Pull out each line of the entries below that contains the word "rings". Only matches in the same case count.

- Source data:
----------

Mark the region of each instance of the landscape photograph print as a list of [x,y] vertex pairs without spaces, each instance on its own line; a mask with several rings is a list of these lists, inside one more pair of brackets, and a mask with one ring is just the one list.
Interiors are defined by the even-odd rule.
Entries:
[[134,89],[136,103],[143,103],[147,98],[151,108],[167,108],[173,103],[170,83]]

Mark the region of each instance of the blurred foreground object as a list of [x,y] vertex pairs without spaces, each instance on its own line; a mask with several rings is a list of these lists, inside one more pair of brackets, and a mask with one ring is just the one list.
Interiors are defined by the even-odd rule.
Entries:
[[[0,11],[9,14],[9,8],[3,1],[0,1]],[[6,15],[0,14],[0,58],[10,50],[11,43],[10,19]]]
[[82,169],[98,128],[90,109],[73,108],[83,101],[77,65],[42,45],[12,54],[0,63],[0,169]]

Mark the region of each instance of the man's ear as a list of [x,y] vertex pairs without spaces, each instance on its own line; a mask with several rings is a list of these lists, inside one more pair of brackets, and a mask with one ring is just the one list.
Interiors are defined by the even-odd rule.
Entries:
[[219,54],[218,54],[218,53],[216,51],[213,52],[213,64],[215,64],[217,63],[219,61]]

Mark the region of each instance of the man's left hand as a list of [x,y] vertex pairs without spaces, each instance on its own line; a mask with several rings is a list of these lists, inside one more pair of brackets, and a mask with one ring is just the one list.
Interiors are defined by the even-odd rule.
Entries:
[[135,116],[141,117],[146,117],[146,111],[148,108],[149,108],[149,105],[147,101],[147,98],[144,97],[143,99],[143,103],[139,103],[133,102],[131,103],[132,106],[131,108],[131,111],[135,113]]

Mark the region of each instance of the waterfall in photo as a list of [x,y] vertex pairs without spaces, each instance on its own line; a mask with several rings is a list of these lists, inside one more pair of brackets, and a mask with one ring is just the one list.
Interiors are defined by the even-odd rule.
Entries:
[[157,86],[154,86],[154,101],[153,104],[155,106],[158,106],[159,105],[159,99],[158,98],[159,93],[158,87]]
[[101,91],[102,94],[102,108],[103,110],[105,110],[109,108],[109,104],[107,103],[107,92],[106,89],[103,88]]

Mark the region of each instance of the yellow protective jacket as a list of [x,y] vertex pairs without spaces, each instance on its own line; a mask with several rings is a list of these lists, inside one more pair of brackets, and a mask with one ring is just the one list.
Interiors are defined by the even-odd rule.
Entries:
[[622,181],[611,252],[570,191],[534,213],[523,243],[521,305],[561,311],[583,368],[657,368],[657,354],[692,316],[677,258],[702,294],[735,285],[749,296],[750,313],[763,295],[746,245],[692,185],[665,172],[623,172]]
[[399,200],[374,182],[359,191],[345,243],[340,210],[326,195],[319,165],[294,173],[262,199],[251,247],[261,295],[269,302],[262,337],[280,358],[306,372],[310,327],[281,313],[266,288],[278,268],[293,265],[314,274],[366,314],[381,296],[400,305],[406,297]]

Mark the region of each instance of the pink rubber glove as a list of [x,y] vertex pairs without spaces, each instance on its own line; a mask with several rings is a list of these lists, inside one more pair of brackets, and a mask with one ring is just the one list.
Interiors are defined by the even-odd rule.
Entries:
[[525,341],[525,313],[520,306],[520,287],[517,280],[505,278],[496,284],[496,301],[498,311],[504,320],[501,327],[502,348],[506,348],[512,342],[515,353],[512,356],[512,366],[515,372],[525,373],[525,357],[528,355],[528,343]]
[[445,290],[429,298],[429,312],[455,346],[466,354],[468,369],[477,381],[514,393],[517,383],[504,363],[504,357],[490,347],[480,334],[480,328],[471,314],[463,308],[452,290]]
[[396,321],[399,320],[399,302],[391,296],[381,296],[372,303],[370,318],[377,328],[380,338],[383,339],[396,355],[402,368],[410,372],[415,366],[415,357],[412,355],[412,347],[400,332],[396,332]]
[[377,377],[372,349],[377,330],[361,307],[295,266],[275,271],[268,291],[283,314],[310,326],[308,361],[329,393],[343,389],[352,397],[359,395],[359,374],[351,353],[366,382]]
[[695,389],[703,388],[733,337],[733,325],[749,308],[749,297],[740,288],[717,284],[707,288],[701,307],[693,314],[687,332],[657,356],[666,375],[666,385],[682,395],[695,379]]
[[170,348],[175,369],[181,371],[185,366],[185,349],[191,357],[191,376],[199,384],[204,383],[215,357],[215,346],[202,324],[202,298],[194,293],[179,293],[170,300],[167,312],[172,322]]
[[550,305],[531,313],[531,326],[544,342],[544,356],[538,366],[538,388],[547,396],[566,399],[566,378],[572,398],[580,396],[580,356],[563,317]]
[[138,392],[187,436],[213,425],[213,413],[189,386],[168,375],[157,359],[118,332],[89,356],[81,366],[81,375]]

----------

- Complete answer:
Mark the region of each instance of the landscape photograph print as a list of [x,y] vertex pairs without spaces, each instance on its own line; a mask with several rings is a list of these lists, inside one more pair of brackets, and a mask with one ring is just the one list.
Mark the region of each instance of the blurred foreground object as a list of [x,y] vertex pairs without spaces, each instance on its own line; a mask with several rings is a list of these lists, inside one more pair of brackets, and a mask with one ring is just the one list.
Mark the region of each instance of the man's ear as a list of [x,y] vertex pairs without spaces, each instance on its own line; a mask with several rings is a list of these lists, inside one more pair of brackets, and a mask with one ring is just the one list.
Mark the region of each instance of the man's left hand as a list of [x,y] vertex pairs without spaces, each instance on its own line; a mask with several rings is a list of these lists, inside one more pair of brackets, and a mask with one ring is just the one list.
Mark the region of each instance of the waterfall in photo as a list of [x,y] vertex pairs without spaces, each instance on its own line; a mask with several rings is a list of these lists, inside one more pair of brackets, and a mask with one ring is just the one list.
Mark the region of each instance of the yellow protective jacket as a list of [x,y] vertex pairs without spaces, each instance on its own line; a mask with several rings is a list of these lists, inside one more pair of brackets, and a mask with one ring is just the one list.
Mark the region of each instance of the pink rubber glove as a list of [x,y] vertex pairs without spaces, each instance on its own line; a mask with several rings is a list of these lists, inside one more pair of brackets, and a mask with one ring is just the one list.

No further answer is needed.